Problem to solve
Filter the entries down to the lines holding "mottled", then copy those lines.
[Task input]
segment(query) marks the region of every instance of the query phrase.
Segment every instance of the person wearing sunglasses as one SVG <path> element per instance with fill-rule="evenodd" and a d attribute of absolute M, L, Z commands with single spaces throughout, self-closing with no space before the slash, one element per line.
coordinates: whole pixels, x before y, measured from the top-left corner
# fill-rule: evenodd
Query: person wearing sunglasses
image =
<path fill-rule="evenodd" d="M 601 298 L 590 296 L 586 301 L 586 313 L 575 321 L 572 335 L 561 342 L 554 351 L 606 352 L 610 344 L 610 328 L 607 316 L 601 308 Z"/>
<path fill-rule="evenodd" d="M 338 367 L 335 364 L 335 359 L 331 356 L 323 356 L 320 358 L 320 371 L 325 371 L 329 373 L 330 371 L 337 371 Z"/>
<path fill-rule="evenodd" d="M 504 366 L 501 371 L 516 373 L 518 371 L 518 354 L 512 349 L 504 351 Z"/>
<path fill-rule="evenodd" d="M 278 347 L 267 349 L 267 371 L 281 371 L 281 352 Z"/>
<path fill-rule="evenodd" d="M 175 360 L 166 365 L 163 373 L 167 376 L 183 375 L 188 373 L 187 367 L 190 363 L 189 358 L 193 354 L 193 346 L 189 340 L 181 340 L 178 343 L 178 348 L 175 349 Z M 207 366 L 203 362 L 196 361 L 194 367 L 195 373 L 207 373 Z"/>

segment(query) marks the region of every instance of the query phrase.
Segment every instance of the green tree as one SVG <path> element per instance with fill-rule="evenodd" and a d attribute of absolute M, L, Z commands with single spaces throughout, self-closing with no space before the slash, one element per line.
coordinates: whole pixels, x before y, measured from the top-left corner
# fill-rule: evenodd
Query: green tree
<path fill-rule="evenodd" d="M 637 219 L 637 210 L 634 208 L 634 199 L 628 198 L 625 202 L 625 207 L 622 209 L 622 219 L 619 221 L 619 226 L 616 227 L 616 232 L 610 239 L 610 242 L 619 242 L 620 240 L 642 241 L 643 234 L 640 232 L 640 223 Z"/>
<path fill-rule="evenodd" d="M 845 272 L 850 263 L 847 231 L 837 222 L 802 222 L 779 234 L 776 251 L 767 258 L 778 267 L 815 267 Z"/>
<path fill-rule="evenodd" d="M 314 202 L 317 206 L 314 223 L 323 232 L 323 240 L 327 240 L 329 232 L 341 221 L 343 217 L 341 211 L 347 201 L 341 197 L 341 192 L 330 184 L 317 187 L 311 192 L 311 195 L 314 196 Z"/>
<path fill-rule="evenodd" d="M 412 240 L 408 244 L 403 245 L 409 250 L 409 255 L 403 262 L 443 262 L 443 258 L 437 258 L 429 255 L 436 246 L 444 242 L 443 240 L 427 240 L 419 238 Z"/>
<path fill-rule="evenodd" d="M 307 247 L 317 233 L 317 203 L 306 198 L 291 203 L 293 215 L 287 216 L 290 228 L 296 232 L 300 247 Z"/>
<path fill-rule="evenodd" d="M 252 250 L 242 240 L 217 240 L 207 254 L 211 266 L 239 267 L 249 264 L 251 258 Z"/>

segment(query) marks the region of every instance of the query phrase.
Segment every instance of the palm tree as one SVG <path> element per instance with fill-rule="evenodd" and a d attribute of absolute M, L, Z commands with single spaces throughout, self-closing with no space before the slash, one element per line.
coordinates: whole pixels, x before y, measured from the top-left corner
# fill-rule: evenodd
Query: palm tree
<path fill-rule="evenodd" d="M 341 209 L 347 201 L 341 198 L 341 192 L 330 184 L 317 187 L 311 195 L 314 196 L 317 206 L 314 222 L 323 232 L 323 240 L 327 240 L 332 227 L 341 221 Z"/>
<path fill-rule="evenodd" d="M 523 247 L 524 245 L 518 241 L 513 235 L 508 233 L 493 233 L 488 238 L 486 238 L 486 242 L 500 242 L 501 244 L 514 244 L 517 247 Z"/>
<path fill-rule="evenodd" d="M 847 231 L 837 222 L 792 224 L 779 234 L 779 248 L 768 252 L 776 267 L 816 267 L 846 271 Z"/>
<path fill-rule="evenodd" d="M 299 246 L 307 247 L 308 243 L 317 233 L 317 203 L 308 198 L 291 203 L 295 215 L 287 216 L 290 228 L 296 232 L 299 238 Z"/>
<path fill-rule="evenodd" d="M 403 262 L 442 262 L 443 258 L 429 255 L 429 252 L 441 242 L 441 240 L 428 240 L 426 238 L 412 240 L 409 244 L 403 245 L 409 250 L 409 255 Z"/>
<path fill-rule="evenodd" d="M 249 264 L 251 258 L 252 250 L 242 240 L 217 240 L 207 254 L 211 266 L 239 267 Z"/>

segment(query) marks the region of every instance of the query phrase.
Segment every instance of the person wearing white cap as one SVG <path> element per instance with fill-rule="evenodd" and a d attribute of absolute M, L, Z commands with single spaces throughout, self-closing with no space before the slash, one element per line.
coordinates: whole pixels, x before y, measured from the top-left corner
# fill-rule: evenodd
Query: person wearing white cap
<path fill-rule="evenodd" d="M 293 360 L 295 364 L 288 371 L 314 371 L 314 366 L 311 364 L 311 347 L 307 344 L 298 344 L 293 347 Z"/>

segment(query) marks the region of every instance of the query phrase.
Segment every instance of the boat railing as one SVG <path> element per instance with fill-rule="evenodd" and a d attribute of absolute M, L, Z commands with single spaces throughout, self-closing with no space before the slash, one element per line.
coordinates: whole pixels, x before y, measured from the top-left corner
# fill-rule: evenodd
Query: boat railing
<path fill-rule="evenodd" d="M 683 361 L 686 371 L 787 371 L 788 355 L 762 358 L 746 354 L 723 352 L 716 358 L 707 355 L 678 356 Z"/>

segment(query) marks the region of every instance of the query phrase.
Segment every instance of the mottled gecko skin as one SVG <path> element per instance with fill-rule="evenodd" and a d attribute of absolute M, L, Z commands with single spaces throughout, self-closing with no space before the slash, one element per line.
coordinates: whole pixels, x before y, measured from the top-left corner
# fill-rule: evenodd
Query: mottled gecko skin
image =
[/Task input]
Result of the exercise
Segment every instance of the mottled gecko skin as one SVG <path> element per instance with fill-rule="evenodd" and a d attribute of absolute M, L, Z commands with single spaces throughout, self-closing with no space before the slash, one element per line.
Query: mottled gecko skin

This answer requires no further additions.